• Job: In the passage on citing archaeological data, find the stretch that begins with "So, as a means" and ends with "of a dataset.", and reproduce it word for word.

• Text excerpt:
++++++++

Digging a little deeper into the citations throws up some problems. Ironically, the citations provided for the citations cited (!) are entirely inadequate, and leave one guessing (or using Google) to try and pin a publication down. It is also apparent that in most cases the citations are by the same authors who were responsible for the datasets themselves – indeed, in many instances they are citations to the datasets from within the original published reports. In some cases, the citations seem to possess a bizarre crystal ball-gazing capacity – for instance, the three of the four citations for the Lyonesse Project were published before the project commenced, in one case 35 years earlier … The citations are also evidently far from complete – for instance, the Newham Museum Archaeology archive is shown as having one citation but a quick Google Scholar search indicates at least four publications by members of the ADS in which the archive is used as a salutary case study of data preservation.

So, as a means of evaluating the levels of reuse and citation of archaeological digital data, it seems clear that the Digital Citation Index is, regretfully, of little value at the moment. If it serves any purpose, it does underline the importance of the context of a citation, and emphasises that the possession of a citation is no measure of the actual reuse of a dataset.

By way of comparison, we could look at DataCite, a publicly accessible resource designed to locate, identify, and cite research data though the use of persistent DOIs. Plugging ‘archaeology’ into their search tool returns 89,450 works: the majority (42,628) from the ADS with 29,697 from DANS-EASY and 730 from tDAR (for some reason, OpenContext does not figure large in this database). Most of the ADS records (41,460) are classified as ‘texts’ with 929 as ‘datasets’ and 236 as ‘collections’. The ADS ‘texts’ relates to their grey literature library (currently 41,990 reports) allowing for some lag in updating, although the distinction between ‘collections’ and ‘datasets’ is rather less clear – most of the ‘collections’ appear to be unpublished fieldwork reports (i.e. grey literature and yet not ‘texts’), although ‘datasets’ are still, thankfully, datasets. However, unlike the Data Citation Index, DataCite does not (yet) include citation information: their Event Data service is designed to detect when an item’s DOI has been saved, liked, shared, referenced or commented upon, but is not yet available (currently in beta as of May 2017 via an API).

++++++++

Items stored in a collection:
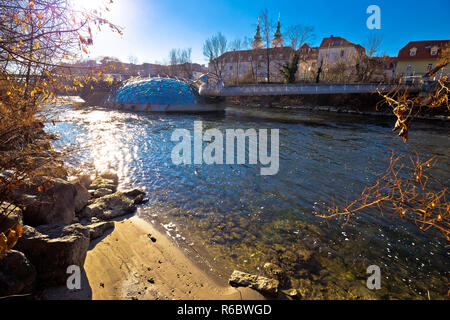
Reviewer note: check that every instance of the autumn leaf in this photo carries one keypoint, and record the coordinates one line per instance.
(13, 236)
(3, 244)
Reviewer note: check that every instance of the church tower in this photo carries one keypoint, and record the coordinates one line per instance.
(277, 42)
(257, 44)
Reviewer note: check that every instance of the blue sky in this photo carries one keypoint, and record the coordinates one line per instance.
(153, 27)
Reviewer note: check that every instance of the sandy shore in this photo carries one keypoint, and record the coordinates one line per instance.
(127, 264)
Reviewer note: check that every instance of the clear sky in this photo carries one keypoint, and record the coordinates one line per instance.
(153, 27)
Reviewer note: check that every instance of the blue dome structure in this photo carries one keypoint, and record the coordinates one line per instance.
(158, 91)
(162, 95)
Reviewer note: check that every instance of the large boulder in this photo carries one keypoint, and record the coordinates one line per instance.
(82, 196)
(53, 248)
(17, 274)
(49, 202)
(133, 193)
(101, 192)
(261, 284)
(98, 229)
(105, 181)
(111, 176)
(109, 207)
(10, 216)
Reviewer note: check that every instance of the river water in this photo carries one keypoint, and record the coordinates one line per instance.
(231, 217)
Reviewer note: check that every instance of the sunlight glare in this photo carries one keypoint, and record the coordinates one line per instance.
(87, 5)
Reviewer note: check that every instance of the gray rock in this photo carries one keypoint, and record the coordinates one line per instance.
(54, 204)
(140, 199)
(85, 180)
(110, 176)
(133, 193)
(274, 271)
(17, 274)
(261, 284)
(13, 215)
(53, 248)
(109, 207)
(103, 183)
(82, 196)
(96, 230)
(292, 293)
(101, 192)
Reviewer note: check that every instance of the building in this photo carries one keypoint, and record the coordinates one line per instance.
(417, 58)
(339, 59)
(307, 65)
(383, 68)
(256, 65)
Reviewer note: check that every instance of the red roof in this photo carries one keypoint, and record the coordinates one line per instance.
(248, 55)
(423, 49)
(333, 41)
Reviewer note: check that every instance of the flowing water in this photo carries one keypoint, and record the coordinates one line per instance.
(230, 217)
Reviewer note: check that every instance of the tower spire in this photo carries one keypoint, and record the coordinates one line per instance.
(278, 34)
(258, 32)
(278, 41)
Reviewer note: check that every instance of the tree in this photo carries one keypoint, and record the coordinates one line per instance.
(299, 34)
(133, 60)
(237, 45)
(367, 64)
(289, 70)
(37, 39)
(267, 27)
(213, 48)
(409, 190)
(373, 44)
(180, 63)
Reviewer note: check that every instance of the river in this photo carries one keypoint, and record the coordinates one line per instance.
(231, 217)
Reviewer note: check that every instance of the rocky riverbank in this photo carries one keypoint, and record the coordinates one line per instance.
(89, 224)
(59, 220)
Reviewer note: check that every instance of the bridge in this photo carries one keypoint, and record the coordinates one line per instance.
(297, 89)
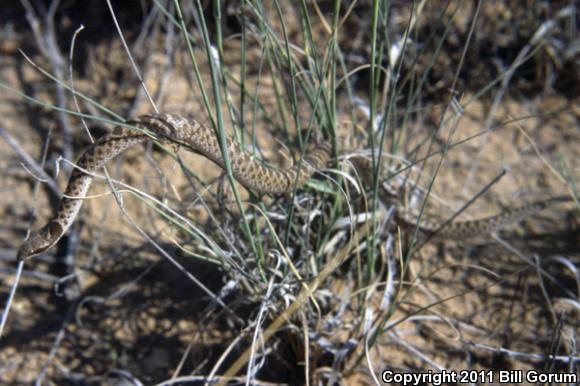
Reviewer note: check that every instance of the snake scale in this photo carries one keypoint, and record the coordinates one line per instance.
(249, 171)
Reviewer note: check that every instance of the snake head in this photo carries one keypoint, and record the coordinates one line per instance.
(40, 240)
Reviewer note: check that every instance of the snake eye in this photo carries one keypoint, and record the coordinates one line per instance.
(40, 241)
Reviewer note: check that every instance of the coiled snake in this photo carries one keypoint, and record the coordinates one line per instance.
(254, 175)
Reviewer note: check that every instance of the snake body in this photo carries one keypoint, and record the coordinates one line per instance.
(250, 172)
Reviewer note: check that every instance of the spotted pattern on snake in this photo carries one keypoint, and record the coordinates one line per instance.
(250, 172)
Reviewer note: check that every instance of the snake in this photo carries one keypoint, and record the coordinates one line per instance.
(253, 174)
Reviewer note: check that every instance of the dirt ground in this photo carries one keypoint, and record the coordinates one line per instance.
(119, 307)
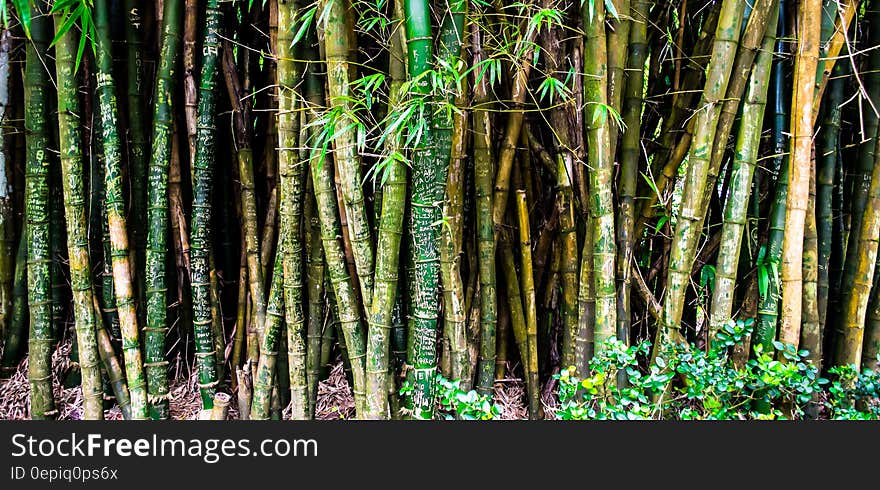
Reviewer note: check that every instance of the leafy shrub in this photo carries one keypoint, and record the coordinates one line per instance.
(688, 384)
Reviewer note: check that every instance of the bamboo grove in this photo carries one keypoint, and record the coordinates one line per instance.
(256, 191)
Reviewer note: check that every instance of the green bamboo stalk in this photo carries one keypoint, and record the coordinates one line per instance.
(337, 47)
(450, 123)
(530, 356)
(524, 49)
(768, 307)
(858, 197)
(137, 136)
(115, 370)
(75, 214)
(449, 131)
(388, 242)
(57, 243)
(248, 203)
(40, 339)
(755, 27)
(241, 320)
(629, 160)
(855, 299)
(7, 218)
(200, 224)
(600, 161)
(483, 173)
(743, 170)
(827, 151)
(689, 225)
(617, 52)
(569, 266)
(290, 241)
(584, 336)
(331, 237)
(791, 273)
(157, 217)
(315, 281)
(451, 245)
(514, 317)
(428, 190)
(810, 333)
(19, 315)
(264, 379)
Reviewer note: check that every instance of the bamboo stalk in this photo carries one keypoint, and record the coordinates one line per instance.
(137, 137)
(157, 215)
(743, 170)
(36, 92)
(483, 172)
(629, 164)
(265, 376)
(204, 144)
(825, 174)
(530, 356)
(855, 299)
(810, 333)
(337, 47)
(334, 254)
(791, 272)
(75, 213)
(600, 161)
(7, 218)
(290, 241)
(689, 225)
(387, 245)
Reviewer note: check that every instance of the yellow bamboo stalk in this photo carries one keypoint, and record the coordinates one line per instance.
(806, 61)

++++++++

• Exercise solution:
So, as a means of evaluating the levels of reuse and citation of archaeological digital data, it seems clear that the Digital Citation Index is, regretfully, of little value at the moment. If it serves any purpose, it does underline the importance of the context of a citation, and emphasises that the possession of a citation is no measure of the actual reuse of a dataset.